Provided information »

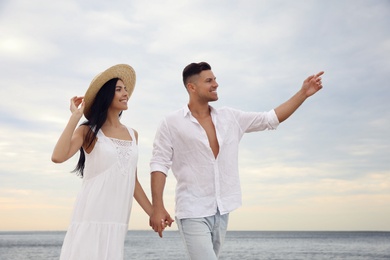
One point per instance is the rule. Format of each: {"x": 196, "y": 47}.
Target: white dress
{"x": 102, "y": 209}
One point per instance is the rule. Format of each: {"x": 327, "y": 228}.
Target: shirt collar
{"x": 186, "y": 110}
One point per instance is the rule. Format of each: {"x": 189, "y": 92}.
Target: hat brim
{"x": 122, "y": 71}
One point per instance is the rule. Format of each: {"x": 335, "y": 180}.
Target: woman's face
{"x": 121, "y": 97}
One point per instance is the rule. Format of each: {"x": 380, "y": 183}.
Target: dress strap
{"x": 132, "y": 134}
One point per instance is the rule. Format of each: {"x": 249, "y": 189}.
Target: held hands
{"x": 159, "y": 220}
{"x": 77, "y": 105}
{"x": 312, "y": 84}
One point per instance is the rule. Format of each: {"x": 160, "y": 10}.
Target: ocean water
{"x": 241, "y": 245}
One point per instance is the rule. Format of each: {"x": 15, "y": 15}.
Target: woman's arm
{"x": 141, "y": 198}
{"x": 70, "y": 140}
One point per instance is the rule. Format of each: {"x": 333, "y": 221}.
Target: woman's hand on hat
{"x": 77, "y": 105}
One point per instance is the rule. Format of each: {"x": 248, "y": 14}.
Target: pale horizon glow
{"x": 325, "y": 168}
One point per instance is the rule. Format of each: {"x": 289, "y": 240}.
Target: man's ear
{"x": 190, "y": 87}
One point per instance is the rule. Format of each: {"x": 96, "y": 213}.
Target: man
{"x": 200, "y": 144}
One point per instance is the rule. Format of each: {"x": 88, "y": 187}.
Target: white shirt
{"x": 205, "y": 183}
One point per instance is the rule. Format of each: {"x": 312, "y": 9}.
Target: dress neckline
{"x": 113, "y": 138}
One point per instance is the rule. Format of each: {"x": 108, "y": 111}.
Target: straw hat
{"x": 122, "y": 71}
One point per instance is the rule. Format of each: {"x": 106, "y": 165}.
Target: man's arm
{"x": 159, "y": 216}
{"x": 309, "y": 87}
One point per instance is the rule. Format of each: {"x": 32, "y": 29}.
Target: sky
{"x": 326, "y": 168}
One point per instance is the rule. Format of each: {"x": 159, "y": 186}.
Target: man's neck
{"x": 199, "y": 110}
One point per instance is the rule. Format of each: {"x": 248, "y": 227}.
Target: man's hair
{"x": 194, "y": 69}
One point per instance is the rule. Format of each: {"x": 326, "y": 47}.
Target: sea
{"x": 281, "y": 245}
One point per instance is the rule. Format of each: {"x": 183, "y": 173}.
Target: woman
{"x": 107, "y": 164}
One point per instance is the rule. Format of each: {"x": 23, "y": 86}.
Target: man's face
{"x": 205, "y": 86}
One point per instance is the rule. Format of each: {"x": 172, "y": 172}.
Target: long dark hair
{"x": 96, "y": 120}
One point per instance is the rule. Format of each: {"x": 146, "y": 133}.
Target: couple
{"x": 198, "y": 142}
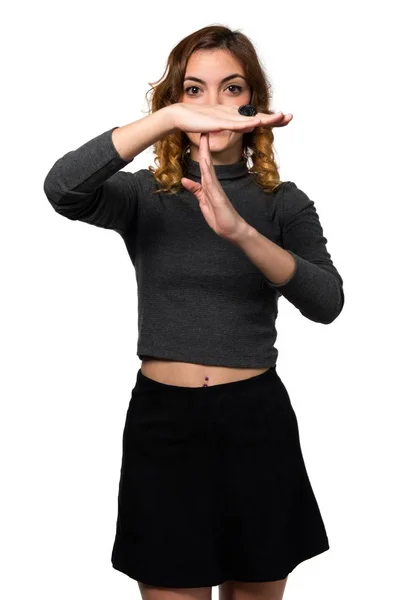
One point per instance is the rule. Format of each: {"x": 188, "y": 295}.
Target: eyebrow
{"x": 222, "y": 80}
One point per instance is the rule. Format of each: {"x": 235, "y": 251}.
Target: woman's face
{"x": 212, "y": 66}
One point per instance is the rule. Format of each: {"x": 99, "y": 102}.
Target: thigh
{"x": 149, "y": 592}
{"x": 243, "y": 590}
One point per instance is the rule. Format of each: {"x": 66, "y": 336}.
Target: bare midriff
{"x": 193, "y": 375}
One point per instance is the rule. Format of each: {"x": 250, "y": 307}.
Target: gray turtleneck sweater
{"x": 200, "y": 299}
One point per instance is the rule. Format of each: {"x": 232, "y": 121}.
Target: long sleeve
{"x": 85, "y": 185}
{"x": 316, "y": 287}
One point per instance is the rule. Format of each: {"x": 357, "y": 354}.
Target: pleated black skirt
{"x": 213, "y": 485}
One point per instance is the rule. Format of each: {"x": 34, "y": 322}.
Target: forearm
{"x": 274, "y": 262}
{"x": 314, "y": 289}
{"x": 130, "y": 140}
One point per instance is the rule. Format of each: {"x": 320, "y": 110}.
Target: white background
{"x": 74, "y": 70}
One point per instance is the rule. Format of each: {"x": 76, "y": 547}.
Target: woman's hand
{"x": 215, "y": 205}
{"x": 205, "y": 118}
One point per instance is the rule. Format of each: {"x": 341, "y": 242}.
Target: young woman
{"x": 213, "y": 488}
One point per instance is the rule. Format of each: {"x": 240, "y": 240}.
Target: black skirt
{"x": 213, "y": 485}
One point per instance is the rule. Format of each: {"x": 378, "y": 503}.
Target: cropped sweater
{"x": 200, "y": 298}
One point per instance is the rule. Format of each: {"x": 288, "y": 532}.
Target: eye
{"x": 239, "y": 88}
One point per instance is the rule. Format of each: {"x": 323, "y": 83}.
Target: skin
{"x": 224, "y": 147}
{"x": 209, "y": 150}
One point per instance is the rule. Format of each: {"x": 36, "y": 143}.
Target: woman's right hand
{"x": 206, "y": 118}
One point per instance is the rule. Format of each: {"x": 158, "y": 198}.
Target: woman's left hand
{"x": 215, "y": 205}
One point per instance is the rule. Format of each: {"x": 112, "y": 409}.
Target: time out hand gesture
{"x": 215, "y": 205}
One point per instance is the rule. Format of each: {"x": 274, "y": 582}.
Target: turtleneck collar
{"x": 232, "y": 171}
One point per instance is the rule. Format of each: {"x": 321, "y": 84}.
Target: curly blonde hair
{"x": 257, "y": 144}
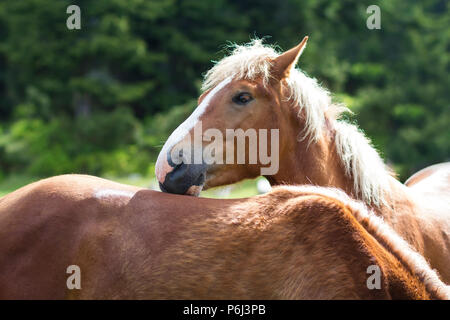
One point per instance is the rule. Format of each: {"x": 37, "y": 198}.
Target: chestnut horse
{"x": 133, "y": 243}
{"x": 256, "y": 89}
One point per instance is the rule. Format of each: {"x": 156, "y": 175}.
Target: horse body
{"x": 136, "y": 243}
{"x": 256, "y": 88}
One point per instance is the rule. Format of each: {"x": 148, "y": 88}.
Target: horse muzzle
{"x": 183, "y": 178}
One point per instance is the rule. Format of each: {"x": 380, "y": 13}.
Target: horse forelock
{"x": 361, "y": 161}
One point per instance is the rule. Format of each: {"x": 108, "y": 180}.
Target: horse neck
{"x": 318, "y": 163}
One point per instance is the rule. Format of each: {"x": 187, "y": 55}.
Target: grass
{"x": 243, "y": 189}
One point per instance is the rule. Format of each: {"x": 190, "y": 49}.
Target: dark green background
{"x": 102, "y": 100}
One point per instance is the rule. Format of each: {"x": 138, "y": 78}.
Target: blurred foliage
{"x": 103, "y": 99}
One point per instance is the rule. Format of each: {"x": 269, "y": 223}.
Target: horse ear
{"x": 283, "y": 64}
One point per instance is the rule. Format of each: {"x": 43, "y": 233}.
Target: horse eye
{"x": 242, "y": 98}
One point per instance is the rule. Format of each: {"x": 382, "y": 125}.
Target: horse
{"x": 256, "y": 89}
{"x": 133, "y": 243}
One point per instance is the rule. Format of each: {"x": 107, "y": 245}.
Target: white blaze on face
{"x": 162, "y": 166}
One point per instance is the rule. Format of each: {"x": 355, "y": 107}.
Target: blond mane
{"x": 360, "y": 160}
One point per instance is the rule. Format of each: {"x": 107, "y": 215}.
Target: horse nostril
{"x": 182, "y": 177}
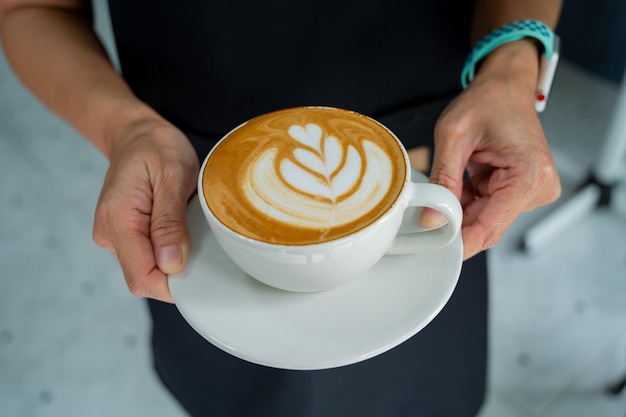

Problem requirements »
Please output all of the entries above exactly, but without any picture.

Written response »
One point per instance is the rule. Format of each: {"x": 196, "y": 47}.
Target: white dress
{"x": 102, "y": 209}
One point per instance is the rule. Format of each: {"x": 327, "y": 228}.
Target: shirt collar
{"x": 186, "y": 110}
One point per instance is the rule. Format of each: {"x": 189, "y": 92}.
Target: hat brim
{"x": 122, "y": 71}
One point per instance is the rule. Format of each: {"x": 335, "y": 180}.
Target: woman's face
{"x": 121, "y": 97}
One point per instance is the rule. Format of each: {"x": 380, "y": 183}.
Target: dress strap
{"x": 132, "y": 134}
One point per instance is the rule. Format of each: {"x": 249, "y": 189}.
Target: held hands
{"x": 159, "y": 220}
{"x": 77, "y": 105}
{"x": 312, "y": 84}
One point per instance is the rule. Format of each: {"x": 160, "y": 10}.
Target: ocean water
{"x": 241, "y": 245}
One point per instance is the rule. Format of each: {"x": 15, "y": 15}.
Target: woman's arm
{"x": 141, "y": 198}
{"x": 70, "y": 140}
One point per instance is the rule. Format of each: {"x": 333, "y": 221}.
Target: woman's hand on hat
{"x": 77, "y": 105}
One point per instance is the rule. Format of each: {"x": 248, "y": 14}.
Target: pale horizon glow
{"x": 325, "y": 168}
One point per instance is the rule. Format of each: {"x": 289, "y": 240}.
Target: man's ear
{"x": 190, "y": 87}
One point per instance is the rule. Format of each: {"x": 96, "y": 213}.
Target: man
{"x": 200, "y": 144}
One point per instance is the rule. Format of each: {"x": 88, "y": 187}.
Target: white shirt
{"x": 205, "y": 183}
One point per instance is the rule. Format of each: {"x": 312, "y": 9}.
Target: dress neckline
{"x": 113, "y": 138}
One point per instance is the rule. Format of each: {"x": 108, "y": 111}.
Target: straw hat
{"x": 122, "y": 71}
One point per instance is the rule. Format of each: {"x": 106, "y": 165}.
Target: man's arm
{"x": 159, "y": 216}
{"x": 309, "y": 87}
One point per instance is the rule. Format of each: {"x": 32, "y": 29}.
Target: sky
{"x": 326, "y": 168}
One point per instance is the rule. Format of each: {"x": 159, "y": 186}.
Target: man's neck
{"x": 199, "y": 110}
One point per instance is the rule. Format of each: {"x": 248, "y": 227}.
Target: man's hair
{"x": 194, "y": 69}
One point per instance is the rule. Format of each: {"x": 326, "y": 47}.
Target: sea
{"x": 281, "y": 245}
One point per instance is the rule. Format of each: {"x": 183, "y": 173}.
Target: woman
{"x": 107, "y": 164}
One point per instance is the rule. Format of each: {"x": 23, "y": 86}.
Target: man's face
{"x": 205, "y": 86}
One point per instance is the rule. Format of each: {"x": 172, "y": 172}.
Target: long dark hair
{"x": 96, "y": 120}
One point per instance is the rule. Format of each: {"x": 146, "y": 133}.
Target: couple
{"x": 198, "y": 142}
One point per instance is the rule. Format of each: {"x": 188, "y": 295}.
Target: eyebrow
{"x": 222, "y": 80}
One point per instance is the rule. Format of each: {"x": 235, "y": 251}.
Target: woman's face
{"x": 212, "y": 66}
One point per instance is the rule. Format of each: {"x": 99, "y": 102}.
Target: thigh
{"x": 149, "y": 592}
{"x": 243, "y": 590}
One point per instance is the rule. Format of each: {"x": 66, "y": 336}.
Target: bare midriff
{"x": 193, "y": 375}
One point per instance is the rule. Format of each: {"x": 250, "y": 307}.
Target: gray turtleneck sweater
{"x": 200, "y": 299}
One point per instance is the rule. Format of each: {"x": 232, "y": 121}.
Target: long sleeve
{"x": 85, "y": 185}
{"x": 316, "y": 287}
One point per instance is the rule. Format of each: {"x": 357, "y": 354}.
Target: pleated black skirt
{"x": 213, "y": 485}
One point per instance is the rule. Format of each: {"x": 34, "y": 322}.
Target: forearm
{"x": 274, "y": 262}
{"x": 314, "y": 289}
{"x": 130, "y": 140}
One point per instance is the rule. Format of each: {"x": 320, "y": 110}.
Target: white background
{"x": 74, "y": 70}
One point per instance is the rule. Format of each: {"x": 76, "y": 547}.
Target: woman's hand
{"x": 215, "y": 205}
{"x": 205, "y": 118}
One point per instance is the rule. Format of each: {"x": 341, "y": 242}.
Target: young woman
{"x": 213, "y": 488}
One point per instance is the rule. Format of each: {"x": 240, "y": 240}.
Target: black skirt
{"x": 213, "y": 485}
One point per instance is the rule. Format of each: {"x": 378, "y": 503}.
Target: cropped sweater
{"x": 200, "y": 298}
One point per instance is the rule. Format of each: {"x": 288, "y": 532}.
Target: eye
{"x": 239, "y": 88}
One point per instance is the rule. Format of each: {"x": 323, "y": 83}.
Target: skin
{"x": 224, "y": 147}
{"x": 209, "y": 150}
One point per instance is the rule. Format of each: {"x": 36, "y": 143}.
Target: woman's right hand
{"x": 206, "y": 118}
One point per instance is the rule. Format of each: {"x": 158, "y": 198}.
Target: woman's left hand
{"x": 215, "y": 205}
One point per instance is the rule. Format of each: {"x": 112, "y": 409}.
Target: time out hand gesture
{"x": 215, "y": 205}
One point per instance is the rule. Format of each: {"x": 274, "y": 582}.
Target: turtleneck collar
{"x": 232, "y": 171}
One point per instance is the rule. Format of each: {"x": 321, "y": 84}.
Target: curly blonde hair
{"x": 257, "y": 144}
One point per instance is the rule. Format of each: {"x": 37, "y": 198}.
Target: chestnut horse
{"x": 133, "y": 243}
{"x": 256, "y": 89}
One point per instance is the rule. Format of each: {"x": 156, "y": 175}.
Target: horse body
{"x": 136, "y": 243}
{"x": 256, "y": 88}
One point per instance is the rule. Format of each: {"x": 148, "y": 88}.
Target: horse muzzle
{"x": 183, "y": 178}
One point per instance is the rule. Format of each: {"x": 380, "y": 13}.
Target: horse forelock
{"x": 361, "y": 161}
One point per instance is the rule. Format of each: {"x": 108, "y": 180}.
Target: horse neck
{"x": 318, "y": 163}
One point per instance is the rule. Format of each: {"x": 187, "y": 55}.
Target: grass
{"x": 243, "y": 189}
One point per instance is the rule. Format of each: {"x": 190, "y": 49}.
Target: dark green background
{"x": 102, "y": 100}
One point per instance is the rule. Format of each: {"x": 138, "y": 78}.
Target: blurred foliage
{"x": 103, "y": 99}
One point per instance is the rule. Format of each: {"x": 269, "y": 223}.
Target: horse ear
{"x": 283, "y": 64}
One point per instance is the rule. Format of each: {"x": 43, "y": 233}.
Target: horse eye
{"x": 242, "y": 98}
One point per instance is the rule. Format of each: {"x": 382, "y": 125}.
Target: horse
{"x": 256, "y": 89}
{"x": 133, "y": 243}
One point per instance is the rule. Format of each: {"x": 107, "y": 245}.
Target: white blaze on face
{"x": 162, "y": 166}
One point per instance is the rule. Format of each: {"x": 355, "y": 107}.
Target: blond mane
{"x": 360, "y": 160}
One point per instance is the rule. Format of each: {"x": 107, "y": 215}.
Target: horse nostril
{"x": 182, "y": 177}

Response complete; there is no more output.